• **TASK REQUIREMENTS**: Format every line of the records as a JSON list of strings, one string per line, leaving out blank lines.

Excerpts of pointing data:
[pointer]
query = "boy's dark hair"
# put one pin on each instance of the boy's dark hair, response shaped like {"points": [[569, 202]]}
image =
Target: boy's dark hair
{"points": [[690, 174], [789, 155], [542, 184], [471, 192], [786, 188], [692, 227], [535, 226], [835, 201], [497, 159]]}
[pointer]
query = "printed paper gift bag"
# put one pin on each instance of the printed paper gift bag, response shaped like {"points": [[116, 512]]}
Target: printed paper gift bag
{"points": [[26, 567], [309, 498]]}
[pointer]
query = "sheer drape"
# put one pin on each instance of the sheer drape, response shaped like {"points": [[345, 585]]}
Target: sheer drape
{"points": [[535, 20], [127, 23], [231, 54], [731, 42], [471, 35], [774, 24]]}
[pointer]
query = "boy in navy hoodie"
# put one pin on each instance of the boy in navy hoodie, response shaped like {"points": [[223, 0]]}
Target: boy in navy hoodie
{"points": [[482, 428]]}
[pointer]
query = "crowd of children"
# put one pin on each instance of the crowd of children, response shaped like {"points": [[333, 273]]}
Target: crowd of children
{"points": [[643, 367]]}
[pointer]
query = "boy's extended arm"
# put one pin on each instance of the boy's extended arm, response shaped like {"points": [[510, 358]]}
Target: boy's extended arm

• **COMPLETED TASK**:
[
  "[pointer]",
  "query = \"boy's dark hair\"",
  "# put one pin on each instance of the boy's dark hair, response shaped like {\"points\": [[569, 202]]}",
  "image =",
  "Target: boy's dark hair",
  "{\"points\": [[690, 174], [789, 155], [542, 184], [471, 192], [786, 188], [692, 227], [535, 226], [835, 201], [497, 159]]}",
  "[pointer]",
  "query = \"printed paper gift bag\"",
  "# put one pin on each instance of the printed paper gift bag, response shaped like {\"points\": [[116, 512]]}",
  "Target: printed paper gift bag",
  "{\"points\": [[26, 567], [309, 498]]}",
  "[pointer]",
  "query = \"sheer drape\"",
  "# put one pin on each instance of the sheer drape, response shaped like {\"points\": [[345, 585]]}",
  "Target: sheer drape",
  "{\"points\": [[535, 20], [127, 23], [231, 54], [731, 42], [471, 35], [774, 24]]}",
  "[pointer]",
  "query = \"boy in navy hoodie\"",
  "# put one pin on each instance of the boy in navy hoodie, response shaped like {\"points\": [[223, 0]]}",
  "Target: boy in navy hoodie",
  "{\"points\": [[482, 428]]}",
  "[pointer]",
  "query = \"crowd of children\"",
  "# put one pin on each instance of the crowd of children, response shaped like {\"points\": [[333, 273]]}",
  "Target: crowd of children",
  "{\"points\": [[643, 367]]}",
  "[pointer]",
  "query = \"boy's extended arm\"",
  "# put one pin on each instance of the boy's extended arm, response shaped like {\"points\": [[510, 358]]}",
  "Target: boy's extended arm"
]